◆ PASSAGE TO READ
------------------------------
Analyze This was a pleasant surprise, an unlikely comedy hit that both proved Robert De Niro could do comedy - who knew? - and provided him with the perfect partner, the genially wisecracking Billy Crystal.

Analyze That is no surprise, and pleasant is about the most you can say for it.

Reprising their roles as emotionally fragile mob boss Frank Vitti (De Niro) and his reluctant psychiatrist Ben Sobel (Crystal), the pair once again gives us The Godfather with laughing gas, or maybe it's The Sopranos without the pathos (but with the salty language perfectly intact). Maybe it's because we know what to expect, but there's little to Analyze That that goes beyond engaging and too much that doesn't even get that far.

True, the chemistry between De Niro and Crystal is as natural as ever, and it's fun watching them play off each other; I wish they'd tour as a nightclub act. But here, via a plot that takes way too many liberties with itself, director Harold Ramis and his team of screenwriters act as though just having Billy and Bob up there on-screen is enough. It isn't.

Set about two years after the original film, Analyze That has Vitti firmly ensconced as the Big Man in Sing Sing, getting whatever he wants, including - and perhaps most importantly, given Frank's fragile ego - deference. It's not a bad life at all, until some guys start trying to kill him.

So Frank comes down with a sudden attack of schizophrenia, belting out songs from West Side Story (playing both the Richard Beymer and Natalie Wood parts) and then getting real quiet for long periods of time.

Enter Sobel, who's still struggling with the death of his father (a plot point that's supposed to be key, but soon devolves into a single, endless one-liner). After diagnosing Frank as disturbed and getting more so (his examination is one of the movie's best bits), Sobel gets paid for his trouble with a new house guest: The FBI releases Frank into his custody. That solution constitutes a page from the law enforcement manual that none of us has ever seen before, but let's not quibble too much too early.

Of course, the moment he's out of prison, Frank drops the ruse. He's got two things on his mind. Of course, he wants to find out who's trying to off him, but more importantly, he needs to satisfy the libido he's been neglecting for so many months.

And so, within a couple of days of arriving at the Sobel house, he's brought in a tough-talking floozy for some marathon sex. None of this sits well with Sobel's wife, Laura (Lisa Kudrow, underused and under-appreciated), but what can she do?
------------------------------
◆ MATERIAL SUPPLIED
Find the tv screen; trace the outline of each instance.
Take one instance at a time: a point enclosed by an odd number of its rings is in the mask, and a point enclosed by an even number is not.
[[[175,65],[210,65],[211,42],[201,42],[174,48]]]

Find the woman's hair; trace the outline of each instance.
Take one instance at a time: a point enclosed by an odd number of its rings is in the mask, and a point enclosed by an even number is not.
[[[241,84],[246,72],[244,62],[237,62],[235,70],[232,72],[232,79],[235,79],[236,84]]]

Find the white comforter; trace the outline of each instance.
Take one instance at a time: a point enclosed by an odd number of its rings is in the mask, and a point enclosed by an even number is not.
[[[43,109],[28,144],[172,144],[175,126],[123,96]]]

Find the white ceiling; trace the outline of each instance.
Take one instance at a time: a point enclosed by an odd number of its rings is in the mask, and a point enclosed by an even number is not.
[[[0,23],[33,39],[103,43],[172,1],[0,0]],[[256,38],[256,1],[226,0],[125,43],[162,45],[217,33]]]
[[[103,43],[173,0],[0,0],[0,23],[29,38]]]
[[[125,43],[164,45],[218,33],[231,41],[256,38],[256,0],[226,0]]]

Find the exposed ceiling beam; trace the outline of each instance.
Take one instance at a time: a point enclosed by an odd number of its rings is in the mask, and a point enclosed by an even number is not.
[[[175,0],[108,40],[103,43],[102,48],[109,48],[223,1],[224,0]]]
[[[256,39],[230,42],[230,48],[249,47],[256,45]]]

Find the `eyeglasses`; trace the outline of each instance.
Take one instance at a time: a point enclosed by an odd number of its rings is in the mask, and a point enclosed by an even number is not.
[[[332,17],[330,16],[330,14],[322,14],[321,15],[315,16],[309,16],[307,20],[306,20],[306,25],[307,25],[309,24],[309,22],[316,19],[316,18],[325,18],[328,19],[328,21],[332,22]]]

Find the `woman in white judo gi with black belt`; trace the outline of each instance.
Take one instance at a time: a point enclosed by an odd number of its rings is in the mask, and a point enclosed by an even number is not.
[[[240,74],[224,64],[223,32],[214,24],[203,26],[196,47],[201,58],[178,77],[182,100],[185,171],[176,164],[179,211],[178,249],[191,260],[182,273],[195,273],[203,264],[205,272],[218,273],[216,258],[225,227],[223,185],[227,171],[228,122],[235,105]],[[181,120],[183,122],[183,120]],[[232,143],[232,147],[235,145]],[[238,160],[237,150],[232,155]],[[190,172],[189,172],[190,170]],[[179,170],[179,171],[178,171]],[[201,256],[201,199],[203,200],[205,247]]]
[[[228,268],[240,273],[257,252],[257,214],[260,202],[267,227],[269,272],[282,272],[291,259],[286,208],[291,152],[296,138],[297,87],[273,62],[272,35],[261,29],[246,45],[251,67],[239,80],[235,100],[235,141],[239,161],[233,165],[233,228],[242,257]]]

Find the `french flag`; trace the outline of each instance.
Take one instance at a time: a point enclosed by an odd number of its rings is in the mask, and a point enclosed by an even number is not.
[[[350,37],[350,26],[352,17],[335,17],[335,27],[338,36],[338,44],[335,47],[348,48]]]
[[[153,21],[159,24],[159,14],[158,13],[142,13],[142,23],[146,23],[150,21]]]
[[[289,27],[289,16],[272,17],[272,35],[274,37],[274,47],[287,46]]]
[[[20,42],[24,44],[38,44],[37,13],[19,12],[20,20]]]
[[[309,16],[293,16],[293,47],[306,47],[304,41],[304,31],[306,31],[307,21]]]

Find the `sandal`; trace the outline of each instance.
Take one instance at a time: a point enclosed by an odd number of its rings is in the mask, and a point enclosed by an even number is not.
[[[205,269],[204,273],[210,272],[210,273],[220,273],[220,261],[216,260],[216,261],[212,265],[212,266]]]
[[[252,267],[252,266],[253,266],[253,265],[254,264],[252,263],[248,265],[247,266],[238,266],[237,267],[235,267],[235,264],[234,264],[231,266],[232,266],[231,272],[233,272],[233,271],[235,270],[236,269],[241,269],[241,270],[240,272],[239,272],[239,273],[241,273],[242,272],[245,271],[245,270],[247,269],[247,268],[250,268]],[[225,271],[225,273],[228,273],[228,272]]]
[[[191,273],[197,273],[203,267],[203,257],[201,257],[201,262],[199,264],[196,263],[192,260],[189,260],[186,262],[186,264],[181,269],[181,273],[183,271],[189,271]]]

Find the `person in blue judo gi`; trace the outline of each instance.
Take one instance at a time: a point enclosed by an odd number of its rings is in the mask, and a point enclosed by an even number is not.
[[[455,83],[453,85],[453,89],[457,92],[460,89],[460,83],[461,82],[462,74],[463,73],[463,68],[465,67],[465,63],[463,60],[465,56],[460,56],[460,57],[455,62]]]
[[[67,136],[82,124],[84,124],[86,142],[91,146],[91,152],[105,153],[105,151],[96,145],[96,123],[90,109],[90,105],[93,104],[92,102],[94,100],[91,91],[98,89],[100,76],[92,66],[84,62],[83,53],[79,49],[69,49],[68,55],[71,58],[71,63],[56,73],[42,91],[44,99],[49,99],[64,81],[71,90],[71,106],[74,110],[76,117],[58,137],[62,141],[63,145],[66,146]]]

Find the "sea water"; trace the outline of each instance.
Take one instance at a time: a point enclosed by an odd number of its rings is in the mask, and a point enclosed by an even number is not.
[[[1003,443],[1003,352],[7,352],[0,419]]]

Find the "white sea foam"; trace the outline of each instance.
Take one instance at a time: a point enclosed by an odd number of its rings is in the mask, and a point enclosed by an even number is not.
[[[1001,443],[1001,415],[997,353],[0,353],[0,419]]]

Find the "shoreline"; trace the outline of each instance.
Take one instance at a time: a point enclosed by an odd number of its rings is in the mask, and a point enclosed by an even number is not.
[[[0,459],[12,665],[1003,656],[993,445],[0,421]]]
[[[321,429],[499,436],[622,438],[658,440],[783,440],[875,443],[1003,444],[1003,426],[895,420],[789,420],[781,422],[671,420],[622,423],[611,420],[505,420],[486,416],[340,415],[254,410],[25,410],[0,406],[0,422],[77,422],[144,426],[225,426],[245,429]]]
------------------------------
◆ QUESTIONS ON THE MATERIAL
**1)** Using the Analyze That review, decide whether each statement agrees with it: (a) Frank Vitti is played by Robert De Niro; (b) the film is set about five years after the original; (c) Laura is played by Lisa Kudrow. Answer yes or no for each and quote the words that decide it.
**2)** From the Analyze That review, return word for word the part that begins at the words "And so, within" and stops after the words "can she do?".
**3)** According to the Analyze That review, who directed the film?

◆ RESPONSES BY TASK
**1)**
(a) Yes: "emotionally fragile mob boss Frank Vitti (De Niro)"
(b) No: "Set about two years after the original film"
(c) Yes: "Laura (Lisa Kudrow, underused and under-appreciated)"

**2)**
And so, within a couple of days of arriving at the Sobel house, he's brought in a tough-talking floozy for some marathon sex. None of this sits well with Sobel's wife, Laura (Lisa Kudrow, underused and under-appreciated), but what can she do?

**3)** Harold Ramis